--- RECORDS FOR THIS EXERCISE Enclosed Below ---
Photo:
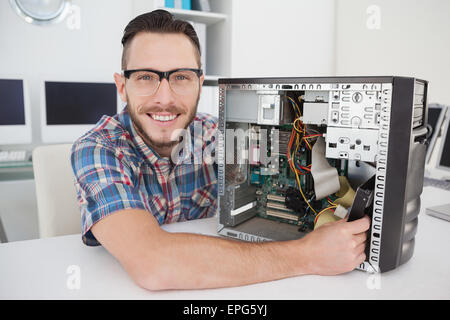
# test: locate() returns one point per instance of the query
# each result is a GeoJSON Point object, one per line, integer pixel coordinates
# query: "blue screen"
{"type": "Point", "coordinates": [79, 103]}
{"type": "Point", "coordinates": [12, 107]}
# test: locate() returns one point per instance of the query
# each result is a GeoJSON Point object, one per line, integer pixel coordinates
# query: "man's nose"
{"type": "Point", "coordinates": [164, 94]}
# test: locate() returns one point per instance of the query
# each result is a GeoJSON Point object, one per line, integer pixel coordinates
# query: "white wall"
{"type": "Point", "coordinates": [282, 38]}
{"type": "Point", "coordinates": [413, 40]}
{"type": "Point", "coordinates": [35, 52]}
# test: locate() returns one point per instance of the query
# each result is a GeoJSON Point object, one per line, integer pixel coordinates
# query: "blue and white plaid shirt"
--- End of Enclosed RECORDS FOR THIS EXERCISE ---
ASSIGNMENT
Pictures aside, repeat every line of the data above exactly.

TASK RESPONSE
Photo:
# test: locate() returns one point per instance of the query
# each result is a GeoJSON Point object, one per line, integer pixel coordinates
# query: "blue screen"
{"type": "Point", "coordinates": [79, 103]}
{"type": "Point", "coordinates": [12, 107]}
# test: locate() returns one point per instance of the query
# each result is a GeoJSON Point object, one per line, integer pixel coordinates
# query: "man's nose"
{"type": "Point", "coordinates": [164, 94]}
# test: locate() returns one point per instance of the query
# each result is a GeoJSON Point object, one per line, integer pixel coordinates
# query: "white wall"
{"type": "Point", "coordinates": [282, 38]}
{"type": "Point", "coordinates": [413, 40]}
{"type": "Point", "coordinates": [35, 52]}
# test: locate() returns one point per instance of the query
# each result is a GeoJSON Point object, one per line, integer pixel coordinates
# query: "blue and white plaid shirt"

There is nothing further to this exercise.